NATO navies can exploit a Russian fear and keep Putin from invading more neighbors

NATO's naval power may not be much help if Russian tanks invade the Baltic States. But it could still be effective at keeping Russia from invading.

NATO navies can exploit a Russian fear and keep Putin from invading more neighbors
The world's largest aircraft carrier USS Gerald R. Ford (CVN 78) and the Ticonderoga-class guided-missile cruiser USS Normandy (CG 60) steam in formation in the Mediterranean Sea, Aug. 21, 2023.
The world's largest aircraft carrier USS Gerald R. Ford (CVN 78) and the Ticonderoga-class guided-missile cruiser USS Normandy (CG 60) steam in formation in the Mediterranean Sea, Aug. 21, 2023.
  • NATO's naval power is far superior to Russia's, which mainly exists to defend its motherland.
  • Russia's fear is that NATO ships could launch strike missiles at the Russian heartland.
  • It could force Russia to beef up maritime defenses and distract from rebuilding its battered army.

The age-old rivalry between continental and maritime nations has always been an exercise in frustration. For example, Napoleon and Hitler fumed at the English Channel and Royal Navy that kept their mighty armies from conquering Britain. Conversely, the British needed a continental power with a big army — usually Russia — to fight the French and Germans on land.

Today, NATO's naval power is far superior to Russia's. The problem is Russia has always been a continental power whose strength rested on its army. NATO may dominate the oceans, but that may not be much help if Russian tanks invade the Baltic States or Poland.
——————————
Exercise instructions
a. In the article on NATO navies, what is Russia's fear about NATO ships?
b. Reproduce the stretch of the article on NATO navies from "NATO's naval power may" through "the Russian heartland.".
The listing after this point comes from a separate source.

Source data
——————————
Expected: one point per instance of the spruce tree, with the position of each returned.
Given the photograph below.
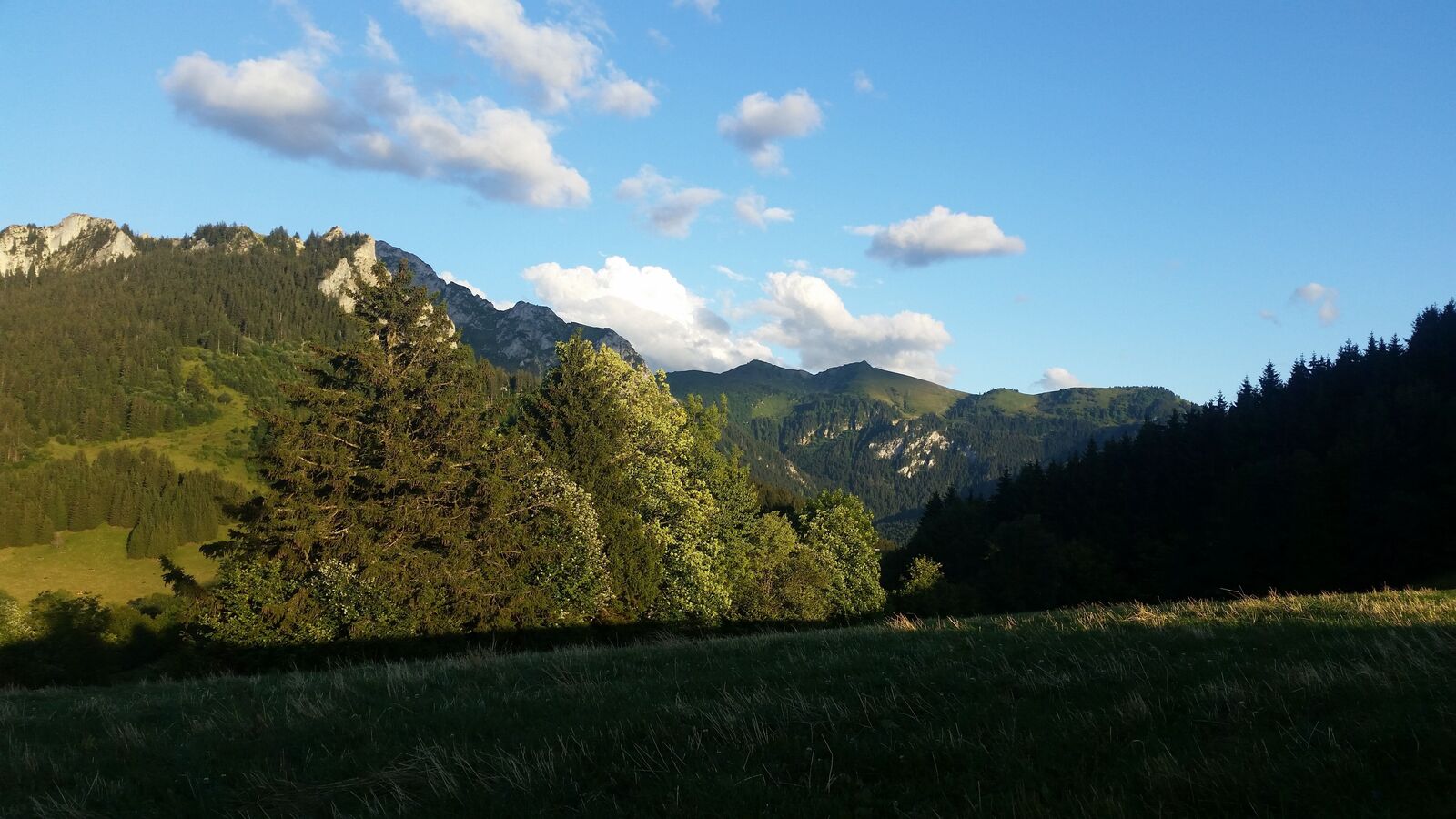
(395, 508)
——————————
Answers
a. Russia fears that NATO ships could launch strike missiles at the Russian heartland.

b.
NATO's naval power may not be much help if Russian tanks invade the Baltic States. But it could still be effective at keeping Russia from invading.

NATO navies can exploit a Russian fear and keep Putin from invading more neighbors
The world's largest aircraft carrier USS Gerald R. Ford (CVN 78) and the Ticonderoga-class guided-missile cruiser USS Normandy (CG 60) steam in formation in the Mediterranean Sea, Aug. 21, 2023.
The world's largest aircraft carrier USS Gerald R. Ford (CVN 78) and the Ticonderoga-class guided-missile cruiser USS Normandy (CG 60) steam in formation in the Mediterranean Sea, Aug. 21, 2023.
  • NATO's naval power is far superior to Russia's, which mainly exists to defend its motherland.
  • Russia's fear is that NATO ships could launch strike missiles at the Russian heartland.